EXERCISE => Begin the reply with the line containing "the skater's hand" and end it with the final line of the listing, reproducing every line between exactly and adding nothing.

(Beginning of DATASET EXCERPTS)

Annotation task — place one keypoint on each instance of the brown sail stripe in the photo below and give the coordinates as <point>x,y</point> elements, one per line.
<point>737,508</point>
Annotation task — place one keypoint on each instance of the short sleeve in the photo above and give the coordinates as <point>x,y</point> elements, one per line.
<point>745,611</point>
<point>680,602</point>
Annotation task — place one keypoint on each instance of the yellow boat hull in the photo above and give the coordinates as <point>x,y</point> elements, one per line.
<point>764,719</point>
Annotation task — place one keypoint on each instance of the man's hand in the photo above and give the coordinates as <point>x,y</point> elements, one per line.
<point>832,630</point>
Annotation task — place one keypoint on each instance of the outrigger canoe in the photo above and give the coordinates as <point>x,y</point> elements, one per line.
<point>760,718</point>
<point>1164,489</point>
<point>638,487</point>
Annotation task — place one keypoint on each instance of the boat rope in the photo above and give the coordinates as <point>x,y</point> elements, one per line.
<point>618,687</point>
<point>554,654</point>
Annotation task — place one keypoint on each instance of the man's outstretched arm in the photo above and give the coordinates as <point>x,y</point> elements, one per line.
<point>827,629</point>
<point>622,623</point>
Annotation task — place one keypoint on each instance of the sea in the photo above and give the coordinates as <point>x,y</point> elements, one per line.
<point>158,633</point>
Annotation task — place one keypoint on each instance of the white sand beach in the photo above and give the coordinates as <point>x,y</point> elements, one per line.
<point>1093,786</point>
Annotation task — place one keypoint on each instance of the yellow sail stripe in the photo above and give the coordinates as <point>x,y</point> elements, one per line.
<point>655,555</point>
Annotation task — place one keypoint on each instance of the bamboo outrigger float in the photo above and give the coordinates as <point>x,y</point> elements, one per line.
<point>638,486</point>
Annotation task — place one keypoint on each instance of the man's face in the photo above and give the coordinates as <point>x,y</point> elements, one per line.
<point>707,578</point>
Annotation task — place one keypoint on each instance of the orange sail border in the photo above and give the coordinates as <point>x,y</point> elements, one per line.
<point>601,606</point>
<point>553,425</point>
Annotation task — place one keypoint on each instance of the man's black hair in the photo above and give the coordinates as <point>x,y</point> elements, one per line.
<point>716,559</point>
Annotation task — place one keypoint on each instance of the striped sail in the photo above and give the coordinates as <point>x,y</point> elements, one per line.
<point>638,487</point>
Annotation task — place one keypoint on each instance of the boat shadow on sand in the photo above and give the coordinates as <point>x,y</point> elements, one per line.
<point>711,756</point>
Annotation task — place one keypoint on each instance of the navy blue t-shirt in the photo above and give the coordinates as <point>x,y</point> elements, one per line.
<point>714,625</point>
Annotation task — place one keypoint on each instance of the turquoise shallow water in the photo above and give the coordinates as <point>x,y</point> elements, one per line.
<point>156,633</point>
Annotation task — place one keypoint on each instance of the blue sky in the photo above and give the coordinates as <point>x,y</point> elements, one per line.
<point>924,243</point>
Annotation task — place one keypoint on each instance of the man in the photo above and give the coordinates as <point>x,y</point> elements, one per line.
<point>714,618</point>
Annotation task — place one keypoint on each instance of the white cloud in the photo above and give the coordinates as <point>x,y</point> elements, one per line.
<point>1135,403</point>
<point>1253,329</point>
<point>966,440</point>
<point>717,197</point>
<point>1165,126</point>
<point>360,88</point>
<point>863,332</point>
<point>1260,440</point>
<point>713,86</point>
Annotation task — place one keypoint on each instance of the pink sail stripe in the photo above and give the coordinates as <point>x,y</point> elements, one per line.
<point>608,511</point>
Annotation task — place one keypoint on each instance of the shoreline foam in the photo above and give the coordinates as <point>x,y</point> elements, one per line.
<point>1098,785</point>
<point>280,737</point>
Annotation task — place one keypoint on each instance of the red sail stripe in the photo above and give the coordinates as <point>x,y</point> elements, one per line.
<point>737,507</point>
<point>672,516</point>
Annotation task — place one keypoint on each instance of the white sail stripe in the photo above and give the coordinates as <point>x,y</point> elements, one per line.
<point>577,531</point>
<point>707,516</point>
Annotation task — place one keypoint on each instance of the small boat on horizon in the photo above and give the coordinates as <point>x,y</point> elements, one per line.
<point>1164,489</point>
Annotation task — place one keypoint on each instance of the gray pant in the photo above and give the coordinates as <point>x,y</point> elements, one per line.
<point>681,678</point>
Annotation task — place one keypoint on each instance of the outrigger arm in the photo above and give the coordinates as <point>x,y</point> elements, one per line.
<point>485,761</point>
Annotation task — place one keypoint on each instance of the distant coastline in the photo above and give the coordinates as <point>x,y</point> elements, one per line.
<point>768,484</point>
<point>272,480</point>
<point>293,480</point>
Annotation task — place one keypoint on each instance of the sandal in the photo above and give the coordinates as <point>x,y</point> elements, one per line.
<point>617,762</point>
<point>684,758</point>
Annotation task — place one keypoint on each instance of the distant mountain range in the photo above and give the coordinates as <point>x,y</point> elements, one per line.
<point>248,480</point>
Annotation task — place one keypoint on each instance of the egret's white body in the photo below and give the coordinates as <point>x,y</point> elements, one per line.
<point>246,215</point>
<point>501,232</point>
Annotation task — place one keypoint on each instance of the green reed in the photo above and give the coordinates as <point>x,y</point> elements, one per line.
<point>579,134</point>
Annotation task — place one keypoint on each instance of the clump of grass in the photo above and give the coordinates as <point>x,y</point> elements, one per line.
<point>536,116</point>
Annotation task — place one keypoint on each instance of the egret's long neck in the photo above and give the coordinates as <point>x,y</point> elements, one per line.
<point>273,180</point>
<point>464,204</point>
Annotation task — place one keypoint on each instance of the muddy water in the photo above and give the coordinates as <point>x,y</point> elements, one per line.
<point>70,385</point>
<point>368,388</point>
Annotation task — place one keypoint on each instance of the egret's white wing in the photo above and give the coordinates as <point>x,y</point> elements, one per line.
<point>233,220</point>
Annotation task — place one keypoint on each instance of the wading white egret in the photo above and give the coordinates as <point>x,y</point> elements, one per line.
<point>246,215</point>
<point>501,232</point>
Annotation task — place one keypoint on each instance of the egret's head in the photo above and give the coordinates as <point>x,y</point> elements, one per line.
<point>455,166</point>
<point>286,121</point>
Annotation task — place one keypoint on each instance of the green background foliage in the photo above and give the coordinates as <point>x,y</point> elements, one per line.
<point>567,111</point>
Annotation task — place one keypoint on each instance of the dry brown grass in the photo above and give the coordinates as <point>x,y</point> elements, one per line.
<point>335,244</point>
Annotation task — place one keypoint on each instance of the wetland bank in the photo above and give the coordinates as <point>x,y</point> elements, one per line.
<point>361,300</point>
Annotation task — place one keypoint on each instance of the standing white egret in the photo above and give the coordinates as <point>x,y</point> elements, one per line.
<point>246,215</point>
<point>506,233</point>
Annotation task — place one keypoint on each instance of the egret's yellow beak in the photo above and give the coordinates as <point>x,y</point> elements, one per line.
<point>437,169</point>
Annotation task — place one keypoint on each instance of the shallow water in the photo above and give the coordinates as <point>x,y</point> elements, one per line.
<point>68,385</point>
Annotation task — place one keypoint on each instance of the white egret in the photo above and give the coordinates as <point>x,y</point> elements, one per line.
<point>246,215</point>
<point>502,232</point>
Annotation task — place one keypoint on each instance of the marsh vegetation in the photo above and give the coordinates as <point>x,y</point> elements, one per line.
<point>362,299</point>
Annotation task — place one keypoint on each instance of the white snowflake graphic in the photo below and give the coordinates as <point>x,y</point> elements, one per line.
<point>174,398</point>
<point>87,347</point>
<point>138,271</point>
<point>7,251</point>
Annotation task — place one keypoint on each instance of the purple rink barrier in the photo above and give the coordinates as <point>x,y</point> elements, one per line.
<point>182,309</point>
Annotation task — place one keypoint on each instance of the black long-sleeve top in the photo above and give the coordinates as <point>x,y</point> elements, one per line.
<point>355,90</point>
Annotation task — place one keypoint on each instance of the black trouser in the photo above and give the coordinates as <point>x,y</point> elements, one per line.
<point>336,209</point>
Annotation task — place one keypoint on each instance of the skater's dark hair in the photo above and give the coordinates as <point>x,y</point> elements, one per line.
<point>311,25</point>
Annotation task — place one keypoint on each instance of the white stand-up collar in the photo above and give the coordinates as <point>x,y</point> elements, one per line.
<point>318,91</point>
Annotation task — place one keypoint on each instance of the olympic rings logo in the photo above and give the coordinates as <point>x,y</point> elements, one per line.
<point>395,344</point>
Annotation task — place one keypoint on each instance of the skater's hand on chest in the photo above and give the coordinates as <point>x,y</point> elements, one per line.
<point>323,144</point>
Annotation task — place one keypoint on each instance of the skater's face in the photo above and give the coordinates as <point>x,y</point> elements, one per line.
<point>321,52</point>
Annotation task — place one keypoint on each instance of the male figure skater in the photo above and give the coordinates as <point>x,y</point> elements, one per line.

(End of DATASET EXCERPTS)

OUTPUT OF THE TASK =>
Annotation task — place one keypoint on each instance of the skater's hand on chest in the photo above and give the coordinates as <point>x,y</point> elements, one per line.
<point>323,144</point>
Annotation task — place one keypoint on each instance of the skater's face in the photo above and give the coordinates as <point>x,y</point> elements, one per line.
<point>321,52</point>
Annotation task — place one keypoint on each instance of the male figure skater in the photo above and give the coordinates as <point>x,y</point> elements, one per line.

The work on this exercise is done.